QUESTIONS
A) Recopiez le passage de l'extrait qui s'ouvre sur les mots contenant "Imaginez la scène: dans" et se clôt sur "d’une même paille.".
B) Réécrivez sous forme de liste le paragraphe de l'extrait qui commence par « Née d'un partenariat », en conservant ses faits essentiels.

EXTRAIT
····················

LATITUDES

La prévention par les «sniff kits» dans les clubs

A Genève, le collectif Nuit Blanche distribue du matériel aux amateurs de cocaïne et d’ecstasy. Pour favoriser le dialogue.

Imaginez la scène: dans une boîte de nuit, des travailleurs sociaux distribuent aux amateurs de coke de petits sniff kits contenant une paille et un miroir. Incitation à la consommation?

L’association Nuit Blanche pense au contraire qu’il s’agit d’une méthode de prévention efficace, notamment pour éviter le risque d’une transmission de l’hépatite C par l’usage d’une même paille.

Le collectif distribue aussi des sucettes aux consommateurs d’ecstasy (pour éviter les crispations de la mâchoire), ainsi que de l’eau fraîche, des flyers d’information, des alcotests et des préservatifs.

Née d’un partenariat entre une dizaine d’organisations, cette opé-ration originale est financée à hauteur de 115’000 francs par le Fonds Drogue, un budget alimenté par la saisie de l’argent résultant du trafic de stupéfiants. Quant aux partenaires (Groupe sida Genève, Prevtech, Carrefour Prévention, Première Ligne, etc.), ils mettent à disposition le personnel et le matériel d’information.

····················

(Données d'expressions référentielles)
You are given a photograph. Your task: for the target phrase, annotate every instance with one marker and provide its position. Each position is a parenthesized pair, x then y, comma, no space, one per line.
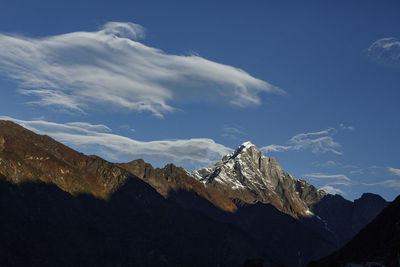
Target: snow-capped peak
(247,144)
(248,175)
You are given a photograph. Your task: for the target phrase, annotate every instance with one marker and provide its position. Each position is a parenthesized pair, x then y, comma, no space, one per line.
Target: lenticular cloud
(110,67)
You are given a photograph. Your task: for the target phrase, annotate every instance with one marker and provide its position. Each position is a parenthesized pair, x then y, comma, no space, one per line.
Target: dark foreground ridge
(378,242)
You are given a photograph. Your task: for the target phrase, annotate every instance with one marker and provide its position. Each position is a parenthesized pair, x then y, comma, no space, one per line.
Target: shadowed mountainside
(379,242)
(44,226)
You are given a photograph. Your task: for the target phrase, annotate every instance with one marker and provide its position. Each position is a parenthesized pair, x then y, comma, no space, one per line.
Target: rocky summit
(248,176)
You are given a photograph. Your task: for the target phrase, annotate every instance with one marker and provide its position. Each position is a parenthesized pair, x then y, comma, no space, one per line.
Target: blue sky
(314,85)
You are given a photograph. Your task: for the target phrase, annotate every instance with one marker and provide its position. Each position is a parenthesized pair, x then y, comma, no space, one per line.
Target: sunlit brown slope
(26,156)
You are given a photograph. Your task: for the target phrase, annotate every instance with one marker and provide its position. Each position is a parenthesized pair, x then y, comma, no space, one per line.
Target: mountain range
(62,208)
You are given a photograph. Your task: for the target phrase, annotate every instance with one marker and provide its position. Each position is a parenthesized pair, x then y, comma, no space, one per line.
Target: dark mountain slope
(379,241)
(44,226)
(344,218)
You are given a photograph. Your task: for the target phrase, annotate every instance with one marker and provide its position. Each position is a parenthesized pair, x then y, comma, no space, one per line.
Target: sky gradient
(314,85)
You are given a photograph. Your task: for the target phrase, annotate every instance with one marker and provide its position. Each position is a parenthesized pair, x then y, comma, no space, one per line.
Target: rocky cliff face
(249,176)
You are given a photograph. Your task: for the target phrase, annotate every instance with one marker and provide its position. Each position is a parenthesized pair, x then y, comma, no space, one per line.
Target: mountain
(28,157)
(344,218)
(378,242)
(60,208)
(171,180)
(248,176)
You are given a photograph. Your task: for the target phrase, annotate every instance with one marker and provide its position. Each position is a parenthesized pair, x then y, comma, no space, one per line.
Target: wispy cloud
(110,68)
(317,142)
(385,51)
(232,132)
(98,139)
(327,176)
(391,183)
(347,127)
(332,190)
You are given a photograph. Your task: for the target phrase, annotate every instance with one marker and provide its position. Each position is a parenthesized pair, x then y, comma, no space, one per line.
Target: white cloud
(327,176)
(317,142)
(385,51)
(394,171)
(99,140)
(347,127)
(232,132)
(387,183)
(110,68)
(332,190)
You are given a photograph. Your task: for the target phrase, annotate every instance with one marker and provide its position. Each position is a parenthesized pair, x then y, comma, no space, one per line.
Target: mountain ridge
(246,174)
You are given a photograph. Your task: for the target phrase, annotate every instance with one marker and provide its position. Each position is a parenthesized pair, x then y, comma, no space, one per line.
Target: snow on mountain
(248,176)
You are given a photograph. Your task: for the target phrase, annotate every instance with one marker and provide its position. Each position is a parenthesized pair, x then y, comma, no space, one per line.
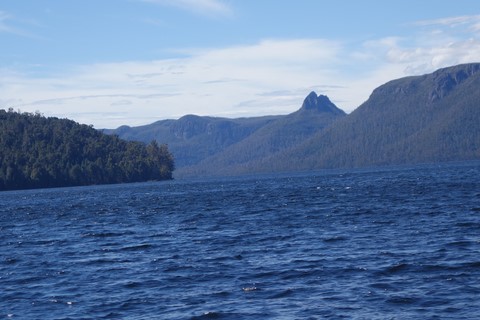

····················

CORRIGÉ
A)
Imaginez la scène: dans une boîte de nuit, des travailleurs sociaux distribuent aux amateurs de coke de petits sniff kits contenant une paille et un miroir. Incitation à la consommation?

L’association Nuit Blanche pense au contraire qu’il s’agit d’une méthode de prévention efficace, notamment pour éviter le risque d’une transmission de l’hépatite C par l’usage d’une même paille.

B)
- Opération née d'un partenariat entre une dizaine d'organisations.
- Financement de 115'000 francs par le Fonds Drogue, un budget alimenté par la saisie de l'argent issu du trafic de stupéfiants.
- Les partenaires (Groupe sida Genève, Prevtech, Carrefour Prévention, Première Ligne, etc.) fournissent le personnel et le matériel d'information.